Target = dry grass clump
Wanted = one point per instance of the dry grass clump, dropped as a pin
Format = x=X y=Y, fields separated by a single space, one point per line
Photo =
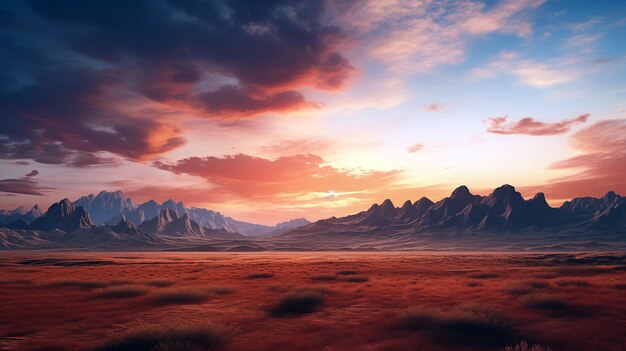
x=348 y=272
x=323 y=278
x=121 y=292
x=465 y=324
x=527 y=287
x=355 y=279
x=160 y=283
x=220 y=290
x=259 y=276
x=300 y=301
x=88 y=284
x=619 y=286
x=17 y=281
x=523 y=346
x=181 y=296
x=187 y=337
x=484 y=275
x=545 y=301
x=573 y=282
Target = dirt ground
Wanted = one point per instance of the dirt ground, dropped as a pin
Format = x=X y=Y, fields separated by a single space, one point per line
x=343 y=300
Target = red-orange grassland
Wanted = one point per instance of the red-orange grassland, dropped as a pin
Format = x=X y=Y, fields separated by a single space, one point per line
x=43 y=305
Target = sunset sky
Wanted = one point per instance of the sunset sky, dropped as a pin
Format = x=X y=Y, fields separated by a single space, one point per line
x=271 y=110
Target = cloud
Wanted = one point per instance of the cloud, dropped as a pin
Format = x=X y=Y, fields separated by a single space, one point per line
x=415 y=148
x=235 y=101
x=599 y=168
x=26 y=185
x=298 y=146
x=434 y=107
x=415 y=37
x=254 y=177
x=122 y=78
x=530 y=126
x=528 y=71
x=265 y=51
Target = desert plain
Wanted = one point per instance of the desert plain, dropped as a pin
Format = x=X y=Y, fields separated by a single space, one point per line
x=311 y=301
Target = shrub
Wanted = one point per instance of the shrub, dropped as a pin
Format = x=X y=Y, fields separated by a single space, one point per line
x=160 y=283
x=117 y=292
x=545 y=301
x=88 y=284
x=174 y=296
x=189 y=337
x=324 y=278
x=347 y=272
x=484 y=275
x=302 y=301
x=466 y=324
x=355 y=279
x=523 y=346
x=220 y=290
x=259 y=276
x=17 y=281
x=573 y=282
x=527 y=287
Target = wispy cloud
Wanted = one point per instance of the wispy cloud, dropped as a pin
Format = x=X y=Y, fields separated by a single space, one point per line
x=414 y=148
x=599 y=167
x=531 y=126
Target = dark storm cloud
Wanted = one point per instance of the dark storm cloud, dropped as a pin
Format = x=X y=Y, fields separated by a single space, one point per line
x=84 y=80
x=26 y=185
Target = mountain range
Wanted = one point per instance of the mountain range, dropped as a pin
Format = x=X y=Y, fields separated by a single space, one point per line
x=503 y=220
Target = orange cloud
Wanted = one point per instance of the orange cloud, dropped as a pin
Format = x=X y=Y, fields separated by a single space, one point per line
x=530 y=126
x=434 y=107
x=415 y=148
x=600 y=168
x=254 y=177
x=298 y=146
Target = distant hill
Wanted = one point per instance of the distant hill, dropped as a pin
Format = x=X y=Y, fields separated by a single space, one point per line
x=502 y=211
x=111 y=207
x=501 y=221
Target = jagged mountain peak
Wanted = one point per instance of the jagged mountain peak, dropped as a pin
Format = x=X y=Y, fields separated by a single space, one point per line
x=63 y=216
x=461 y=192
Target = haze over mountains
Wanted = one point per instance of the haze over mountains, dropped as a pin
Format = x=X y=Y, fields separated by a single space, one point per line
x=503 y=220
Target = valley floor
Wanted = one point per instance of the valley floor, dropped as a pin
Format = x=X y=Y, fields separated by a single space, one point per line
x=311 y=301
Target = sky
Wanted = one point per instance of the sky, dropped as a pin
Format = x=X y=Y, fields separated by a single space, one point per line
x=272 y=110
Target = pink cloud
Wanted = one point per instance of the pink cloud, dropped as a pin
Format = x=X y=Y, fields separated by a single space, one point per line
x=600 y=167
x=414 y=148
x=531 y=126
x=434 y=107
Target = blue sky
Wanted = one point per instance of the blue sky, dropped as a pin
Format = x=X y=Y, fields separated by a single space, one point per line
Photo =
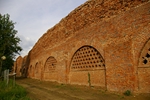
x=34 y=17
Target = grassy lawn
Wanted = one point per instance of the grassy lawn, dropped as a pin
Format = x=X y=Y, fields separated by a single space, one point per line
x=12 y=92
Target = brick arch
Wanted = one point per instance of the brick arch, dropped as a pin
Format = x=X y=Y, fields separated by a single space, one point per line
x=30 y=70
x=50 y=64
x=144 y=68
x=36 y=68
x=87 y=60
x=144 y=60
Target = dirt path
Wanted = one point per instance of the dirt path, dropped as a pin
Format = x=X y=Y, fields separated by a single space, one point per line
x=39 y=90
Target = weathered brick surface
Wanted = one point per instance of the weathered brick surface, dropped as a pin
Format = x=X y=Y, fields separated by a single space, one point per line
x=105 y=38
x=18 y=65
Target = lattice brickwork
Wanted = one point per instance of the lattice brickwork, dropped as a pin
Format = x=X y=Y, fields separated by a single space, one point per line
x=145 y=55
x=87 y=58
x=50 y=64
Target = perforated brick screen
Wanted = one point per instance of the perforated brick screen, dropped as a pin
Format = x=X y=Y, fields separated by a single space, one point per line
x=87 y=58
x=50 y=64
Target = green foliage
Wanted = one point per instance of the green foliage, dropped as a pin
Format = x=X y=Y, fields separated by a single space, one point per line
x=9 y=42
x=11 y=92
x=127 y=93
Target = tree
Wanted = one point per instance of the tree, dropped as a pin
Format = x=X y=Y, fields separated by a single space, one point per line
x=9 y=42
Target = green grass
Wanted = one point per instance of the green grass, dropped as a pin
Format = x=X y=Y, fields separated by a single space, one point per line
x=12 y=92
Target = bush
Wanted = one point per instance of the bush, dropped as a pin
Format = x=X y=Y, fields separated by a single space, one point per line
x=10 y=92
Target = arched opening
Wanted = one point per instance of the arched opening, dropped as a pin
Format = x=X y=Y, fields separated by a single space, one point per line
x=87 y=61
x=144 y=68
x=37 y=71
x=50 y=69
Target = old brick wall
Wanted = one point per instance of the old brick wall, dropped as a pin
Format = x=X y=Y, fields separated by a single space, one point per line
x=106 y=39
x=18 y=66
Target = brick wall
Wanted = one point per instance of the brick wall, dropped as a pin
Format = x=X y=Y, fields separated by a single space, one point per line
x=106 y=39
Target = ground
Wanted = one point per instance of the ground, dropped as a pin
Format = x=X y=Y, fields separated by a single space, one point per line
x=41 y=90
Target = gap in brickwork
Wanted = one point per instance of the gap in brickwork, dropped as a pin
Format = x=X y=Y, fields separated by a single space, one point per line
x=50 y=64
x=87 y=57
x=36 y=68
x=145 y=55
x=146 y=59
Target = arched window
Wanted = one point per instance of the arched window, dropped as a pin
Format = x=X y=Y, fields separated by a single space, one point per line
x=50 y=64
x=87 y=58
x=36 y=68
x=144 y=60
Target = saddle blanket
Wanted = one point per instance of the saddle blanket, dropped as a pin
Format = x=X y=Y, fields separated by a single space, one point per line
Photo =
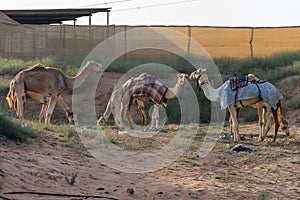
x=238 y=82
x=149 y=86
x=265 y=90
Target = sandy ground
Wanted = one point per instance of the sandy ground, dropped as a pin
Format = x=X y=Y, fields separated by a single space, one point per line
x=42 y=165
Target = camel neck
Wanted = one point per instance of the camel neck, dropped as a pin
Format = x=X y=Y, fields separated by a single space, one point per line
x=174 y=91
x=77 y=81
x=209 y=92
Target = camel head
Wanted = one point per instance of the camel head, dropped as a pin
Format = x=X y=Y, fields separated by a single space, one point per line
x=90 y=68
x=182 y=78
x=93 y=66
x=200 y=76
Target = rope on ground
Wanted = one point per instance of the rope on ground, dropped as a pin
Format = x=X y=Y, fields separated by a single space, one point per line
x=58 y=195
x=4 y=198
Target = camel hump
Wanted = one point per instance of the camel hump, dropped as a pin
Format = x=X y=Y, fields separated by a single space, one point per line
x=38 y=67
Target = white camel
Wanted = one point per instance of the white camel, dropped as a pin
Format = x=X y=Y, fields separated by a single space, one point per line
x=45 y=85
x=266 y=97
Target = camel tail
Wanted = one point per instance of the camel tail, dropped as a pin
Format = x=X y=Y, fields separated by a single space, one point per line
x=10 y=95
x=279 y=112
x=284 y=124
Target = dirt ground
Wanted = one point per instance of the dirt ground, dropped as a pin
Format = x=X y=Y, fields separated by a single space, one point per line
x=42 y=165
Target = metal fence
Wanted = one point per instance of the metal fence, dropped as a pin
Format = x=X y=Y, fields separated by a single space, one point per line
x=42 y=40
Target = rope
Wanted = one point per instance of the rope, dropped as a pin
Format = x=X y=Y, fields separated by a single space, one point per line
x=58 y=195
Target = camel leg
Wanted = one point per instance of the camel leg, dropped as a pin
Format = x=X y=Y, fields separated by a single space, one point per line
x=155 y=117
x=20 y=106
x=285 y=126
x=141 y=108
x=66 y=108
x=43 y=112
x=233 y=113
x=51 y=105
x=267 y=117
x=238 y=110
x=276 y=123
x=261 y=120
x=123 y=109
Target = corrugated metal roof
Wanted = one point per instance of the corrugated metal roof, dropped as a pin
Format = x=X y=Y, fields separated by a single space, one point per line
x=50 y=16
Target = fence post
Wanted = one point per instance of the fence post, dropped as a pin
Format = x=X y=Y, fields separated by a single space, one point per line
x=189 y=42
x=251 y=40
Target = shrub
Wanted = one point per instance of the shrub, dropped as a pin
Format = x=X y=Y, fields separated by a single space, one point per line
x=14 y=130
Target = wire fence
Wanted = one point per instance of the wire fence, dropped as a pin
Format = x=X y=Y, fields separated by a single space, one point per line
x=42 y=40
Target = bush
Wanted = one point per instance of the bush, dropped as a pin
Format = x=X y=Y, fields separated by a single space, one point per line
x=13 y=130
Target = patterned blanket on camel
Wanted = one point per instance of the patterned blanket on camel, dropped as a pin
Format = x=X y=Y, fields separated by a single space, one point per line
x=149 y=86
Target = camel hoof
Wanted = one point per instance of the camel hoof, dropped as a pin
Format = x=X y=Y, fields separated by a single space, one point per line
x=122 y=132
x=260 y=139
x=101 y=120
x=287 y=133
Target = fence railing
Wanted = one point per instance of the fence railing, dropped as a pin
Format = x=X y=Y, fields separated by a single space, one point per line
x=240 y=42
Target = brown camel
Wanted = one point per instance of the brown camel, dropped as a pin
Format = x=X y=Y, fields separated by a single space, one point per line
x=264 y=120
x=149 y=88
x=219 y=93
x=45 y=85
x=113 y=101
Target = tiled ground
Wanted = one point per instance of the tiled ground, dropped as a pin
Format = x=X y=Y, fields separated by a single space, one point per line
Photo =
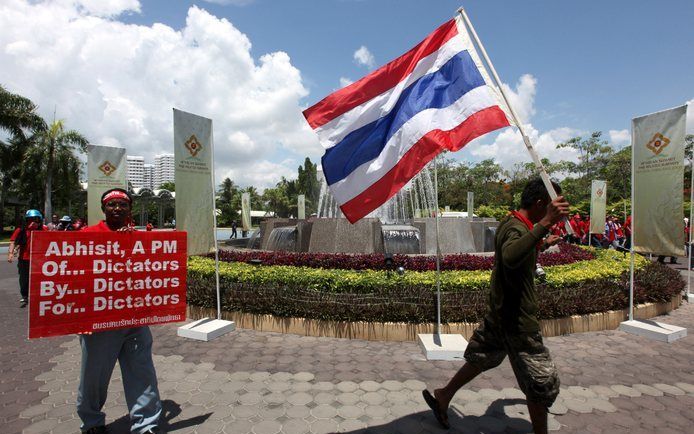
++++++
§ To do: Take the records above from their first line through the line with "Wanted = one point per instance of the cloud, dropped" and set those lines down word for word, minus the pictures.

§ Solution to this task:
Target = dry grass clump
Wanted = one point per instance of the dry grass clump, dropped as a pin
Format = x=X y=Y, fields separated by a single space, one point per line
Photo =
x=348 y=272
x=323 y=278
x=121 y=292
x=465 y=324
x=527 y=287
x=355 y=279
x=160 y=283
x=220 y=290
x=259 y=276
x=300 y=301
x=88 y=284
x=619 y=286
x=17 y=281
x=523 y=346
x=181 y=296
x=187 y=337
x=484 y=275
x=545 y=301
x=573 y=282
Target = dirt ground
Wanted = one point per instance of the dirt ground, dropped as a pin
Format = x=X y=Y, fields separated by a single space, one point per line
x=343 y=300
Target = red-orange grassland
Wanted = one point per instance of the red-orange grassland, dropped as a pin
Format = x=X y=Y, fields separated by a single space, one point per line
x=43 y=305
Target = sunset sky
Wanted = one point per instance of the sunset sky, dropped as a pin
Format = x=X y=Y, fields separated by a single space, one point per line
x=271 y=110
Target = cloud
Wanted = one point per instance of the cloud, dropped as a pin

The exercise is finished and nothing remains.